## Source information
^^^^^^^^

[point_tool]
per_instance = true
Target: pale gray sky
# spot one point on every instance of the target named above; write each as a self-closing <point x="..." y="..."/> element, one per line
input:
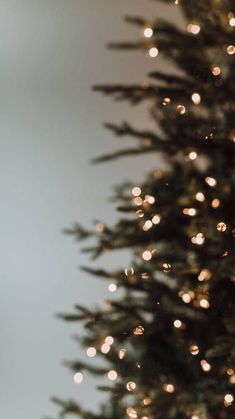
<point x="52" y="51"/>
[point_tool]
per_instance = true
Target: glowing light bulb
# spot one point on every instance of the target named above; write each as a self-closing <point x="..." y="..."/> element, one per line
<point x="153" y="52"/>
<point x="147" y="255"/>
<point x="231" y="49"/>
<point x="193" y="28"/>
<point x="221" y="227"/>
<point x="112" y="375"/>
<point x="148" y="32"/>
<point x="136" y="191"/>
<point x="91" y="352"/>
<point x="177" y="324"/>
<point x="200" y="197"/>
<point x="196" y="98"/>
<point x="138" y="331"/>
<point x="78" y="378"/>
<point x="131" y="386"/>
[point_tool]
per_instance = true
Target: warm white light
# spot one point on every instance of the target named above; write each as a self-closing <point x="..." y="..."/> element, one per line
<point x="178" y="324"/>
<point x="153" y="52"/>
<point x="78" y="378"/>
<point x="131" y="386"/>
<point x="112" y="287"/>
<point x="200" y="197"/>
<point x="196" y="98"/>
<point x="136" y="191"/>
<point x="112" y="375"/>
<point x="91" y="352"/>
<point x="147" y="255"/>
<point x="109" y="340"/>
<point x="148" y="32"/>
<point x="193" y="28"/>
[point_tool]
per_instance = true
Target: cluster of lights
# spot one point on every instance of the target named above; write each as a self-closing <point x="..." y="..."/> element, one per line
<point x="199" y="239"/>
<point x="205" y="365"/>
<point x="190" y="211"/>
<point x="196" y="98"/>
<point x="193" y="28"/>
<point x="138" y="331"/>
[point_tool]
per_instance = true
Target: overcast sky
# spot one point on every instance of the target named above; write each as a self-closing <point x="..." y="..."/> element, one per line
<point x="52" y="51"/>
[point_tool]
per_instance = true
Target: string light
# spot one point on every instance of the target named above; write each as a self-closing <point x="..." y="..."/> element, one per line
<point x="148" y="32"/>
<point x="181" y="109"/>
<point x="112" y="287"/>
<point x="147" y="255"/>
<point x="204" y="275"/>
<point x="211" y="181"/>
<point x="131" y="386"/>
<point x="138" y="331"/>
<point x="78" y="378"/>
<point x="193" y="28"/>
<point x="122" y="353"/>
<point x="192" y="155"/>
<point x="221" y="227"/>
<point x="216" y="70"/>
<point x="205" y="366"/>
<point x="136" y="191"/>
<point x="200" y="197"/>
<point x="112" y="375"/>
<point x="169" y="388"/>
<point x="153" y="52"/>
<point x="194" y="350"/>
<point x="231" y="49"/>
<point x="196" y="98"/>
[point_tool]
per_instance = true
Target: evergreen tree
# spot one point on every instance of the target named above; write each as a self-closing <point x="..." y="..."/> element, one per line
<point x="168" y="341"/>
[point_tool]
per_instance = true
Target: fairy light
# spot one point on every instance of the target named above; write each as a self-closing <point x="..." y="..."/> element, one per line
<point x="204" y="303"/>
<point x="91" y="352"/>
<point x="109" y="340"/>
<point x="156" y="219"/>
<point x="204" y="275"/>
<point x="205" y="365"/>
<point x="112" y="287"/>
<point x="129" y="271"/>
<point x="166" y="267"/>
<point x="196" y="98"/>
<point x="138" y="331"/>
<point x="78" y="378"/>
<point x="228" y="400"/>
<point x="200" y="197"/>
<point x="131" y="412"/>
<point x="148" y="32"/>
<point x="112" y="375"/>
<point x="153" y="52"/>
<point x="147" y="255"/>
<point x="193" y="28"/>
<point x="181" y="109"/>
<point x="221" y="227"/>
<point x="193" y="155"/>
<point x="231" y="49"/>
<point x="105" y="348"/>
<point x="147" y="225"/>
<point x="131" y="386"/>
<point x="199" y="239"/>
<point x="194" y="350"/>
<point x="211" y="181"/>
<point x="178" y="324"/>
<point x="190" y="211"/>
<point x="136" y="191"/>
<point x="216" y="70"/>
<point x="215" y="203"/>
<point x="122" y="353"/>
<point x="169" y="388"/>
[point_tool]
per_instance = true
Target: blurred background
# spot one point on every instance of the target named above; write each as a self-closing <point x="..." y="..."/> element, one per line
<point x="52" y="52"/>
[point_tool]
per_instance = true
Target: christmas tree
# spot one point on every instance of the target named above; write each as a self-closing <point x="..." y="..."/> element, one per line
<point x="167" y="342"/>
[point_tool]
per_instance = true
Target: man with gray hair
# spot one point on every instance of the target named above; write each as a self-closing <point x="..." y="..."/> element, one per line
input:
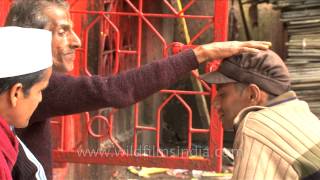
<point x="68" y="95"/>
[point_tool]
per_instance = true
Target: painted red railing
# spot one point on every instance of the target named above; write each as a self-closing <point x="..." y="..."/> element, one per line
<point x="67" y="149"/>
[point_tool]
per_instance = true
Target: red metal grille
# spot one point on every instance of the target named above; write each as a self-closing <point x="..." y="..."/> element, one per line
<point x="110" y="62"/>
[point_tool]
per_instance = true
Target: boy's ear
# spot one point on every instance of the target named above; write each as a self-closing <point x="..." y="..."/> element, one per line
<point x="15" y="93"/>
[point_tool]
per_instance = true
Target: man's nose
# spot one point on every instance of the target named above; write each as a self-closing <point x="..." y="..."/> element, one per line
<point x="75" y="41"/>
<point x="217" y="103"/>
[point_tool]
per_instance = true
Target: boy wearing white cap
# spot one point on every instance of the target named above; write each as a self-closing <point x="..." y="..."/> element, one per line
<point x="67" y="95"/>
<point x="25" y="69"/>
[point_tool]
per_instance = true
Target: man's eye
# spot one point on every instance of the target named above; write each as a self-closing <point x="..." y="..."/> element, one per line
<point x="61" y="33"/>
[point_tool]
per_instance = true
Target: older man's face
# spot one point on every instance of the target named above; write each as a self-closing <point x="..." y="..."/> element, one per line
<point x="229" y="102"/>
<point x="64" y="39"/>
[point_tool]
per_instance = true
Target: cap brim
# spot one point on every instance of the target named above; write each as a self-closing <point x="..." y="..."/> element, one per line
<point x="216" y="77"/>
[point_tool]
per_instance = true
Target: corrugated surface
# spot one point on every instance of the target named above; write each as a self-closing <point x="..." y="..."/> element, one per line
<point x="302" y="21"/>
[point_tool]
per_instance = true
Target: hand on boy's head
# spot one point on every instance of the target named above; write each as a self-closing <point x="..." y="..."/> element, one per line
<point x="221" y="50"/>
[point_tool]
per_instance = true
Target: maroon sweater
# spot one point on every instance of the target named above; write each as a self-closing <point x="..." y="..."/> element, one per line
<point x="68" y="95"/>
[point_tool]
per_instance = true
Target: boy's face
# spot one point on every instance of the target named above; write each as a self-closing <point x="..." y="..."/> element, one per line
<point x="27" y="103"/>
<point x="64" y="39"/>
<point x="229" y="102"/>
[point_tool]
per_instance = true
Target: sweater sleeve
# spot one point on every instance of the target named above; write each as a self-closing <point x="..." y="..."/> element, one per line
<point x="68" y="95"/>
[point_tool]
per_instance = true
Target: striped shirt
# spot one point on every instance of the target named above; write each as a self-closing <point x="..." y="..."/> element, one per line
<point x="281" y="141"/>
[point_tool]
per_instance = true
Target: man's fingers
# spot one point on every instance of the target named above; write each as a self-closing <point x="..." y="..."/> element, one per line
<point x="248" y="50"/>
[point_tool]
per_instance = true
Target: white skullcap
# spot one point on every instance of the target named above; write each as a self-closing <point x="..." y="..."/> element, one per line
<point x="24" y="51"/>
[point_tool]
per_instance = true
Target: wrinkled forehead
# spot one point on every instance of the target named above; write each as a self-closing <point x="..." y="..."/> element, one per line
<point x="59" y="17"/>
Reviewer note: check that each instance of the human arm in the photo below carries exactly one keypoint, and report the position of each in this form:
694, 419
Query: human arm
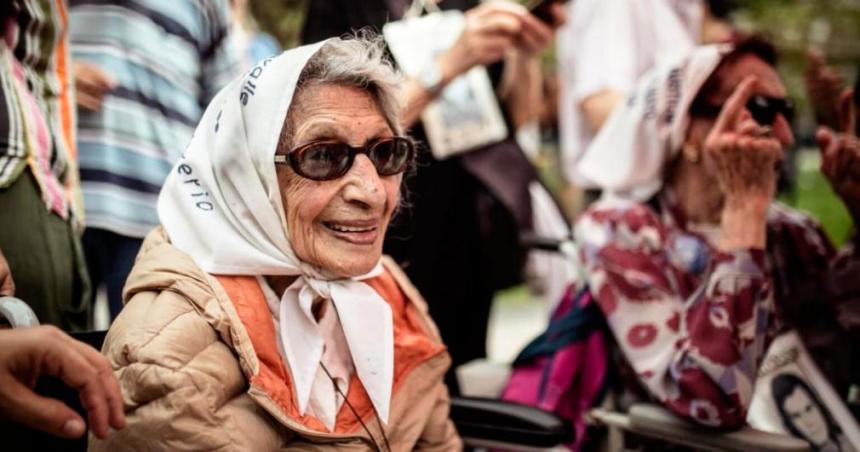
601, 55
29, 353
521, 87
745, 162
91, 85
490, 30
181, 385
692, 322
824, 87
439, 432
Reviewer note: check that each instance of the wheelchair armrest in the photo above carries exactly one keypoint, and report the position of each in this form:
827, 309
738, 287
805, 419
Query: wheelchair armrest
17, 313
507, 422
658, 422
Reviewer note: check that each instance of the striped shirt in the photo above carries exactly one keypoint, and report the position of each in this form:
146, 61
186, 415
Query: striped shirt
169, 58
36, 102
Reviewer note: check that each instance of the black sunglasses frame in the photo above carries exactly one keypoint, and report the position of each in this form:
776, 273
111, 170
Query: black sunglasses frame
294, 157
763, 109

^^^^^^^^

Where does the word "white" show up in the material? Copy out each line that has it.

## Answer section
Target: warm white light
Target: boy wearing white cap
Target: white skullcap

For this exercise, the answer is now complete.